Items stored from a collection
──────────

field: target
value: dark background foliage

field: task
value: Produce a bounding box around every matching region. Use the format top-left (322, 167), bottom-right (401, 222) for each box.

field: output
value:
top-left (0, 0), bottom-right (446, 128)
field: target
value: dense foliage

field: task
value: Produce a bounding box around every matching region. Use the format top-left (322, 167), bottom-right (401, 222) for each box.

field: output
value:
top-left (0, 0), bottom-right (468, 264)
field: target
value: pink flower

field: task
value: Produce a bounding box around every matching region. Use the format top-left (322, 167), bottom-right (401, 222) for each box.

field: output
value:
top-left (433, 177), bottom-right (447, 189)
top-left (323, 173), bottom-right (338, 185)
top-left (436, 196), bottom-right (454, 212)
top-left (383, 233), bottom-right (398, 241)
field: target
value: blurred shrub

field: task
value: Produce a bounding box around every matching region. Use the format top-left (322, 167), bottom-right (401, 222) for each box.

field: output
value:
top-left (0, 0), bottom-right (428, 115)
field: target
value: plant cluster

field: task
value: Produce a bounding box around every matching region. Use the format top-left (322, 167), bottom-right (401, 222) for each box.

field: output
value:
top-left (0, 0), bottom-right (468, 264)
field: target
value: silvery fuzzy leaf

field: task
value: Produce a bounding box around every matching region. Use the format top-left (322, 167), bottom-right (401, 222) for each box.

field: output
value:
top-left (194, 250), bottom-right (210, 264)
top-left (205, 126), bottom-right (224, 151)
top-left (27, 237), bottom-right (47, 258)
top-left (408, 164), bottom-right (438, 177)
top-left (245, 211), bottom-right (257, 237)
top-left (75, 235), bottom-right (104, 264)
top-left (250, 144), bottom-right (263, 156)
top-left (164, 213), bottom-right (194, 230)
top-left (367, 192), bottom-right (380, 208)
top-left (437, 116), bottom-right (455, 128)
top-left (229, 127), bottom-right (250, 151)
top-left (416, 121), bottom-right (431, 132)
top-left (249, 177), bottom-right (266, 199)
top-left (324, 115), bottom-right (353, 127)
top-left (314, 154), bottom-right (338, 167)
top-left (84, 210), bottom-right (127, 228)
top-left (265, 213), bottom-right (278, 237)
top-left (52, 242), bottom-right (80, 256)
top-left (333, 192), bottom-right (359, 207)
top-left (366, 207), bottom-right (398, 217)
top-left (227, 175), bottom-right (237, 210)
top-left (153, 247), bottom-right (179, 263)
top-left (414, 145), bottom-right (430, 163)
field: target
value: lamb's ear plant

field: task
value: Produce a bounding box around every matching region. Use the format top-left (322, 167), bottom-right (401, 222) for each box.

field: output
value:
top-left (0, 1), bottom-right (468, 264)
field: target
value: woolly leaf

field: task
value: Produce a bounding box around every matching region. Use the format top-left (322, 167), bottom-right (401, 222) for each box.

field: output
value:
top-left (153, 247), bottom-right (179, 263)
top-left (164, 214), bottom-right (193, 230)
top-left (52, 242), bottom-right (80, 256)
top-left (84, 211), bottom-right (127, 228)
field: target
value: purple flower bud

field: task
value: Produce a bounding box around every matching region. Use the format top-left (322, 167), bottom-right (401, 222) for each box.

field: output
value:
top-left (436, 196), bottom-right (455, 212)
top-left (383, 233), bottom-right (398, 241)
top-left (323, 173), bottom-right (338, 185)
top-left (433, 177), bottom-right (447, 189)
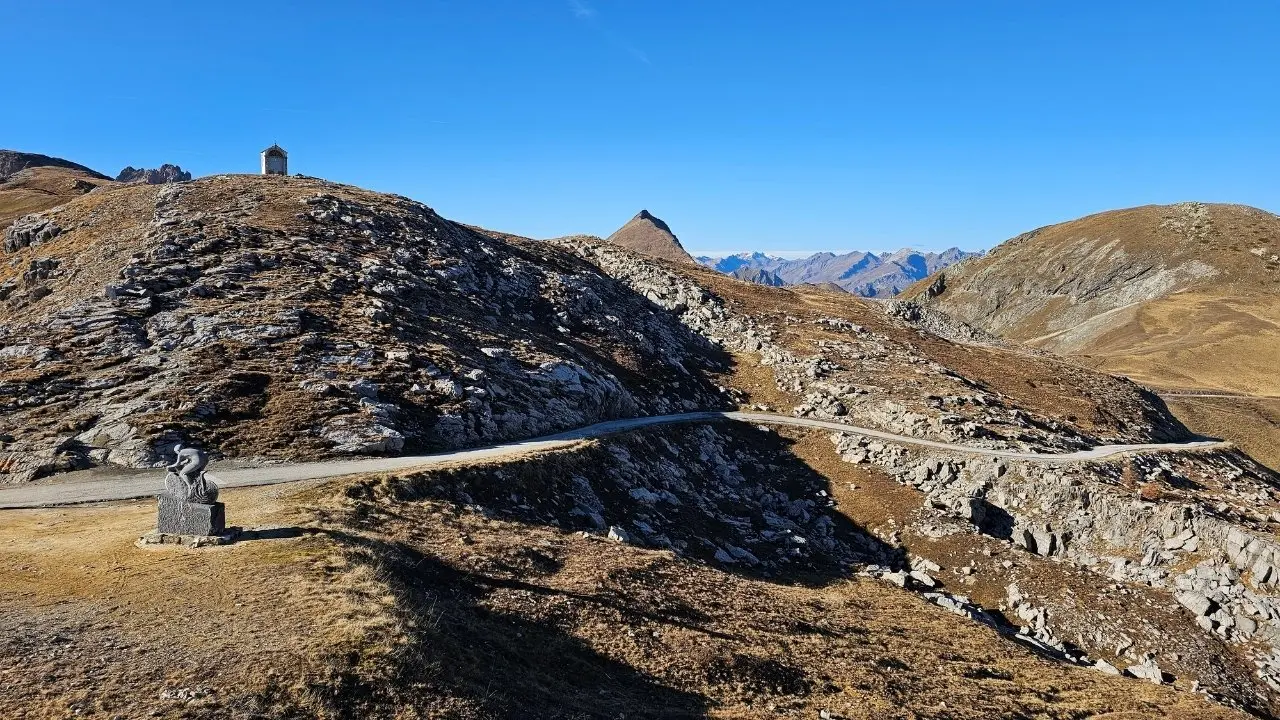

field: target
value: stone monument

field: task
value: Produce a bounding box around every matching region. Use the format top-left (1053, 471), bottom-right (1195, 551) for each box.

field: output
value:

──────────

**Exercise description**
Gather every line of the material that contains the word "flower", and copy each one out.

**The response**
value: pink flower
value: purple flower bud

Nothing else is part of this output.